DATA SHOWN:

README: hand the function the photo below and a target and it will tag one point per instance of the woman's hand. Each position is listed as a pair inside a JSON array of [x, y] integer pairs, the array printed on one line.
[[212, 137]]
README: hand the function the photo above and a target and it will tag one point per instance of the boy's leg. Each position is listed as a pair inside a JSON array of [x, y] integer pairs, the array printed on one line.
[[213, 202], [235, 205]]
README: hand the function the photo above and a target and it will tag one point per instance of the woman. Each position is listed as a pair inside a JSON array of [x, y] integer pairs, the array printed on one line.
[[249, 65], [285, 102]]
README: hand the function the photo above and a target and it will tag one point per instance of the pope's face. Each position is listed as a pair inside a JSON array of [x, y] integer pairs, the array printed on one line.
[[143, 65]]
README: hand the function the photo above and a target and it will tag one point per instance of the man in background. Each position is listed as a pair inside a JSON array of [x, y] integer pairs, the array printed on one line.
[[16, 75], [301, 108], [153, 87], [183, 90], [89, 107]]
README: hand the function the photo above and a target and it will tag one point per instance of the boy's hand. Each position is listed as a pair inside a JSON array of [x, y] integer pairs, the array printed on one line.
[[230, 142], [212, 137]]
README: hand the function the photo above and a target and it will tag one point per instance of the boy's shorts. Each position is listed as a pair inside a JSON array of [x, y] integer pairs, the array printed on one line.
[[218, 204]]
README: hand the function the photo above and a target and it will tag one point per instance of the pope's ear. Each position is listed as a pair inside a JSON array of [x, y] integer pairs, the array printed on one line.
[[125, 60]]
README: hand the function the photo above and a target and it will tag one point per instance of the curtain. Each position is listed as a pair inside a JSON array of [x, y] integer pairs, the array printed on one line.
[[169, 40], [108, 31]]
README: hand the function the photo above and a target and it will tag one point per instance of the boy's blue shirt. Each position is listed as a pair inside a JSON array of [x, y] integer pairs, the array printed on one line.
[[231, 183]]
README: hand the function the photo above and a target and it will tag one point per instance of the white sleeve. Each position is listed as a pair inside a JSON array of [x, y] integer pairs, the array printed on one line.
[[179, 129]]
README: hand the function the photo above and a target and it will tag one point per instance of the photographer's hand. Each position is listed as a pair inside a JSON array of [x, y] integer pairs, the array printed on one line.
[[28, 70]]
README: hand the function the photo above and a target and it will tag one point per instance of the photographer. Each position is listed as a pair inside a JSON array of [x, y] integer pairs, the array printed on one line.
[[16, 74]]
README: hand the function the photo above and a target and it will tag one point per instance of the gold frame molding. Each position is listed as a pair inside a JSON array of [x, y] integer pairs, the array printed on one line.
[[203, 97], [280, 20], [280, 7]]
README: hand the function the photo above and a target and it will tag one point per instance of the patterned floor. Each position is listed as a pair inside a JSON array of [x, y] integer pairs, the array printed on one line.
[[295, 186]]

ACTIVITY:
Copy out the entries from the material above, matching each one exactly.

ANSWER SPACE:
README: hand the function the photo below and a target and it will tag one point per instance of the woman's hand. Each position is listed as a pair inside a JSON array of [x, y] integer pairs, the array printed on one line.
[[212, 137]]
README: hand the function the photo above and a target and it will tag one point per instance of the boy's leg. Each position is listed as a pair inside a JSON array of [x, y] integer pairs, the array printed on one line.
[[213, 202], [235, 205]]
README: hand the function the photo above and a target and it will tag one point per instance of the woman. Each position is listed as a pair inside a JSON array of [x, y] integer pairs, the array printed on one line.
[[249, 65], [285, 102]]
README: hand the function the photo above and a target and it will tag one point per instance of the pope's face. Each position is listed as a pair inside a JSON array of [x, y] integer pairs, the array printed on one line.
[[143, 65]]
README: hand the function the photo above and a target and it will tag one point per instance of the man in background. Each position is listed as a pair inside a JSON array of [x, y] integer pairs, the array printed on one line.
[[16, 75], [301, 108], [153, 87], [183, 90], [89, 107]]
README: hand the function the photo above and a target and it will tag one point per instance of the boy's hand. Each position is listed as a pair inside a JSON array of [x, y] integer pairs, the array printed on one line.
[[230, 142], [212, 137]]
README: hand the function the photo above and a target and it will tag one point per instance of the boy's shorts. Each position is listed as a pair inside a JSON array of [x, y] integer pairs, the array printed on one line.
[[218, 204]]
README: hand the function the photo above and a target and it will tag one point per instance of the pope's ear. Each position is listed as a pair inside a JSON array of [x, y] integer pairs, the array printed on one line.
[[125, 60]]
README: hand the function the photo above and a target and it will tag one point per instance of the curtain. Each position is listed as a pair inside a JSON array of [x, y] integer pairs, the array printed on one line.
[[169, 40], [108, 31]]
README: hand the function the photo above and a target and it will tag one point per instance of the boy's blue shirt. Each position is listed as a pair inside a JSON array of [x, y] integer pairs, the array printed on one line.
[[231, 183]]
README: hand the function the photo above and a target and it will tag one point per instance of the white sleeve. Each position is listed as a pair inside a JSON array of [x, y] integer pairs, the array printed on one line.
[[179, 129]]
README: hand the function the photo above and a target and it will tag one point per instance of the photographer's hand. Each position is listed as a pair inside a JSON array of [x, y] integer pairs, the array printed on one line.
[[28, 70]]
README: hand the function the photo above and a target and it will tag one point per instance of the photographer. Each position is listed as a pair inside a JSON array of [x, y] integer pairs, the array printed on one line.
[[16, 74]]
README: hand the function the photo above and a target and it will tag one point per instance of the gold frame molding. Each position is listed as a pair inside a JSON array of [x, y] integer pairs, the array printed on one line.
[[203, 97], [280, 20], [280, 7]]
README: hand the function the photo above and a target and it will tag one point per instance of the patterned floor. Each position is listed as a pair inside a JSON array of [x, y] integer pairs, the array printed on one line.
[[295, 186]]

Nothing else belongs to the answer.